◆ Short exercise:
Copy every record exactly, and keep the pictures out.

◆ Data supplied:

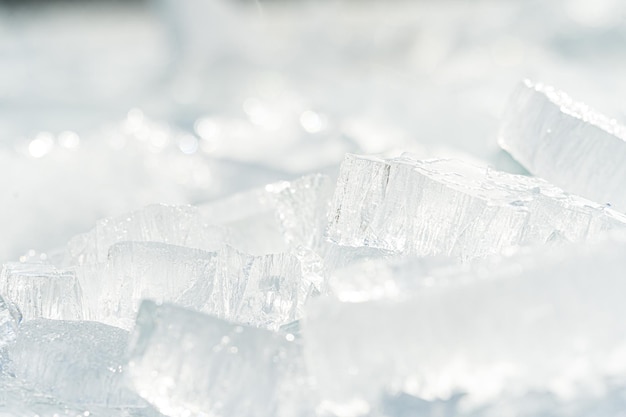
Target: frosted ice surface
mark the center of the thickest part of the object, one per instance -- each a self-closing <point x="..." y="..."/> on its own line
<point x="159" y="271"/>
<point x="176" y="225"/>
<point x="389" y="278"/>
<point x="540" y="321"/>
<point x="266" y="291"/>
<point x="10" y="318"/>
<point x="566" y="142"/>
<point x="18" y="398"/>
<point x="187" y="363"/>
<point x="42" y="290"/>
<point x="452" y="208"/>
<point x="281" y="215"/>
<point x="75" y="361"/>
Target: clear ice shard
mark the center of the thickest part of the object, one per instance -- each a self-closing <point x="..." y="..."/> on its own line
<point x="176" y="225"/>
<point x="42" y="291"/>
<point x="543" y="321"/>
<point x="452" y="208"/>
<point x="187" y="363"/>
<point x="77" y="362"/>
<point x="18" y="398"/>
<point x="266" y="291"/>
<point x="10" y="318"/>
<point x="566" y="142"/>
<point x="279" y="216"/>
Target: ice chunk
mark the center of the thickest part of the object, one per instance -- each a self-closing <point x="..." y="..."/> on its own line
<point x="10" y="318"/>
<point x="137" y="270"/>
<point x="176" y="225"/>
<point x="281" y="215"/>
<point x="390" y="278"/>
<point x="266" y="291"/>
<point x="42" y="290"/>
<point x="566" y="142"/>
<point x="76" y="361"/>
<point x="188" y="363"/>
<point x="19" y="398"/>
<point x="540" y="321"/>
<point x="452" y="208"/>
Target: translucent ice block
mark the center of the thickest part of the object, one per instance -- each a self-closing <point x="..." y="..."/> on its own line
<point x="187" y="363"/>
<point x="159" y="271"/>
<point x="10" y="318"/>
<point x="18" y="398"/>
<point x="543" y="321"/>
<point x="266" y="291"/>
<point x="454" y="208"/>
<point x="76" y="361"/>
<point x="176" y="225"/>
<point x="566" y="142"/>
<point x="281" y="215"/>
<point x="42" y="290"/>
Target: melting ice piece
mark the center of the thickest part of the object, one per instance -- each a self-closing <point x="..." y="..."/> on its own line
<point x="540" y="321"/>
<point x="390" y="278"/>
<point x="566" y="142"/>
<point x="266" y="291"/>
<point x="159" y="271"/>
<point x="188" y="363"/>
<point x="452" y="208"/>
<point x="76" y="361"/>
<point x="42" y="290"/>
<point x="10" y="318"/>
<point x="19" y="398"/>
<point x="274" y="218"/>
<point x="177" y="225"/>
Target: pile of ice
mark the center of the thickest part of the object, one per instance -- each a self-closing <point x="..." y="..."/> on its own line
<point x="404" y="287"/>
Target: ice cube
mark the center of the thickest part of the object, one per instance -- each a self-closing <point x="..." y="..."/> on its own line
<point x="76" y="361"/>
<point x="266" y="291"/>
<point x="279" y="216"/>
<point x="541" y="321"/>
<point x="188" y="363"/>
<point x="566" y="142"/>
<point x="452" y="208"/>
<point x="42" y="290"/>
<point x="159" y="271"/>
<point x="19" y="398"/>
<point x="176" y="225"/>
<point x="10" y="318"/>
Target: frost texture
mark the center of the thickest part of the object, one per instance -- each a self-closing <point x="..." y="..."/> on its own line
<point x="279" y="216"/>
<point x="187" y="363"/>
<point x="42" y="290"/>
<point x="543" y="321"/>
<point x="176" y="225"/>
<point x="266" y="291"/>
<point x="10" y="318"/>
<point x="77" y="362"/>
<point x="566" y="142"/>
<point x="447" y="207"/>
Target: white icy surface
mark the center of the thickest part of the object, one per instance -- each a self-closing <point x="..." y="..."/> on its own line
<point x="266" y="291"/>
<point x="187" y="363"/>
<point x="566" y="142"/>
<point x="452" y="208"/>
<point x="176" y="225"/>
<point x="79" y="362"/>
<point x="541" y="321"/>
<point x="10" y="318"/>
<point x="42" y="290"/>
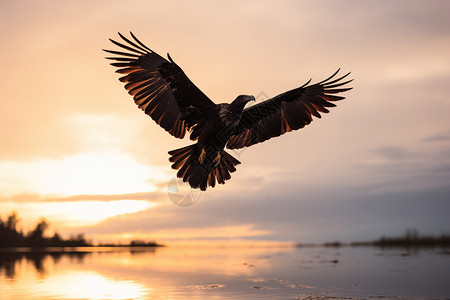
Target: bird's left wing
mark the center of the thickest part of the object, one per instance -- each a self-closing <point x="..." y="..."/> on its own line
<point x="289" y="111"/>
<point x="159" y="87"/>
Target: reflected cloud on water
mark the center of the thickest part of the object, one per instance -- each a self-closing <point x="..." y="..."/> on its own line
<point x="223" y="273"/>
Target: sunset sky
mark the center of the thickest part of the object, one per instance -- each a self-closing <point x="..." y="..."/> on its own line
<point x="76" y="150"/>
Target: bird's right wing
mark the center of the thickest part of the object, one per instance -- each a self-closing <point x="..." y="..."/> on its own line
<point x="159" y="87"/>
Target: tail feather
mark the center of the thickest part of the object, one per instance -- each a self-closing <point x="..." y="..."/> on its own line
<point x="205" y="173"/>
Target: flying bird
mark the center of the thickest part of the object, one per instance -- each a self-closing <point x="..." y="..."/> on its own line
<point x="163" y="91"/>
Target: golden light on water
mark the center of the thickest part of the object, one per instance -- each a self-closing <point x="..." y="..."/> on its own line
<point x="78" y="284"/>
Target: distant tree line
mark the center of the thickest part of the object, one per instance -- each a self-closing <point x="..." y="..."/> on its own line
<point x="12" y="236"/>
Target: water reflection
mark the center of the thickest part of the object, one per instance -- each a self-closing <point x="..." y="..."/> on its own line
<point x="223" y="273"/>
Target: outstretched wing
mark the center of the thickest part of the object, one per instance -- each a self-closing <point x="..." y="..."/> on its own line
<point x="159" y="87"/>
<point x="286" y="112"/>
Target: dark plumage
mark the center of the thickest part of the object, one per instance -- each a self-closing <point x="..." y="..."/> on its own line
<point x="161" y="89"/>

◆ Answer to this exercise:
Target: frosted ice surface
mark the center of the thickest part of the object, one per instance -- each a self-closing <point x="..." y="..."/> on its own line
<point x="159" y="271"/>
<point x="176" y="225"/>
<point x="389" y="278"/>
<point x="540" y="321"/>
<point x="266" y="291"/>
<point x="10" y="318"/>
<point x="566" y="142"/>
<point x="18" y="398"/>
<point x="187" y="363"/>
<point x="42" y="290"/>
<point x="452" y="208"/>
<point x="281" y="215"/>
<point x="75" y="361"/>
Target: clear ice shard
mark the center of the thickest part of the object, one per instance -- each a self-closing <point x="..." y="..."/> on its own line
<point x="176" y="225"/>
<point x="42" y="291"/>
<point x="543" y="321"/>
<point x="452" y="208"/>
<point x="187" y="363"/>
<point x="77" y="362"/>
<point x="18" y="398"/>
<point x="266" y="291"/>
<point x="10" y="318"/>
<point x="566" y="142"/>
<point x="279" y="216"/>
Target: ice chunk
mark the center of the thickest part of the object, one per instance -- each a self-closing <point x="..." y="..."/> on its own line
<point x="10" y="318"/>
<point x="137" y="270"/>
<point x="176" y="225"/>
<point x="281" y="215"/>
<point x="390" y="278"/>
<point x="266" y="291"/>
<point x="42" y="290"/>
<point x="566" y="142"/>
<point x="76" y="361"/>
<point x="188" y="363"/>
<point x="19" y="398"/>
<point x="540" y="321"/>
<point x="452" y="208"/>
Target: translucent ice block
mark the center of the thickest part of the object, one per instance -- each a self-closing <point x="..." y="..."/> on its own line
<point x="187" y="363"/>
<point x="159" y="271"/>
<point x="10" y="318"/>
<point x="18" y="398"/>
<point x="543" y="321"/>
<point x="266" y="291"/>
<point x="454" y="208"/>
<point x="76" y="361"/>
<point x="176" y="225"/>
<point x="566" y="142"/>
<point x="281" y="215"/>
<point x="42" y="290"/>
Target: melting ice piece
mark the center of the thickest part of the object, one per instance -- each a self-closing <point x="..." y="..."/> on its own line
<point x="540" y="321"/>
<point x="390" y="278"/>
<point x="566" y="142"/>
<point x="266" y="291"/>
<point x="159" y="271"/>
<point x="188" y="363"/>
<point x="452" y="208"/>
<point x="76" y="361"/>
<point x="42" y="290"/>
<point x="10" y="318"/>
<point x="19" y="398"/>
<point x="274" y="218"/>
<point x="177" y="225"/>
Target: pile of ice
mark the center of the thickest part of the object, one per instance -- each a self-closing <point x="..." y="..."/> on its own line
<point x="404" y="287"/>
Target: ice cube
mark the center of the thickest part of the object, one per instance -- each a self-closing <point x="..." y="..."/> on its own line
<point x="76" y="361"/>
<point x="266" y="291"/>
<point x="279" y="216"/>
<point x="541" y="321"/>
<point x="188" y="363"/>
<point x="566" y="142"/>
<point x="452" y="208"/>
<point x="42" y="290"/>
<point x="159" y="271"/>
<point x="19" y="398"/>
<point x="176" y="225"/>
<point x="10" y="318"/>
Target: frost texture
mark the center of the thickest part of the object, one per instance -- each a self-closing <point x="..." y="..."/> on its own line
<point x="279" y="216"/>
<point x="187" y="363"/>
<point x="42" y="290"/>
<point x="543" y="321"/>
<point x="176" y="225"/>
<point x="266" y="291"/>
<point x="10" y="318"/>
<point x="77" y="362"/>
<point x="566" y="142"/>
<point x="447" y="207"/>
Target: white icy surface
mark the center of the thickest part of the object, one per instance -- each a self-closing <point x="..." y="..."/> on its own line
<point x="266" y="291"/>
<point x="187" y="363"/>
<point x="566" y="142"/>
<point x="452" y="208"/>
<point x="176" y="225"/>
<point x="79" y="362"/>
<point x="541" y="321"/>
<point x="10" y="318"/>
<point x="42" y="290"/>
Target: bird's left wing
mark the center of the thickest part of the object, one per instance -- each a self-closing <point x="..." y="..."/> on its own line
<point x="289" y="111"/>
<point x="159" y="87"/>
Target: reflected cloud on water
mark the center of the thickest part of the object, one per instance -- each a self-closing <point x="..." y="..."/> on its own line
<point x="223" y="273"/>
Target: sunset sky
mark the center of the thickest part of the object, one per instance -- each a self-closing <point x="..." y="..."/> on its own line
<point x="76" y="150"/>
Target: bird's right wing
mark the center of the thickest part of the object, one per instance -- each a self-closing <point x="..." y="..."/> on its own line
<point x="159" y="87"/>
Target: tail feather
mark the center of the thickest part of the object, one per instance -- each a self-closing <point x="..." y="..."/> on its own line
<point x="205" y="173"/>
Target: flying bird
mark the center of the thickest part of the object, one per instance -- each a self-closing <point x="..." y="..."/> on its own line
<point x="163" y="91"/>
Target: golden light on water
mark the center of the thickest part of the object, one per instance -- each a self-closing <point x="..." y="..."/> on its own line
<point x="78" y="284"/>
Target: distant tree line
mark the center of the thickest part of the object, one per instance -- each a self-closing <point x="..." y="..."/> on its own line
<point x="12" y="236"/>
Target: water reflection
mark the center of the thickest part of the object, one per instance -- each a self-closing <point x="..." y="..."/> on its own line
<point x="223" y="273"/>
Target: outstretched wing
mark the center of the thickest part of the object, one per instance -- each a self-closing <point x="..." y="..."/> on its own line
<point x="159" y="87"/>
<point x="286" y="112"/>
Target: dark plumage
mark the center of the thickest part of the object, one per instance -- each a self-closing <point x="..." y="..."/> on its own line
<point x="161" y="89"/>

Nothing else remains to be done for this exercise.